[begin Records provided]

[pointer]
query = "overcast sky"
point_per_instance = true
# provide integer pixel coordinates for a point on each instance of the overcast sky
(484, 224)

[end Records provided]

Write out every line of the entries above word for word, with each character unchanged.

The result:
[pointer]
query = "overcast sky"
point_per_instance = true
# provide integer pixel coordinates for a point on each instance of the overcast sky
(484, 224)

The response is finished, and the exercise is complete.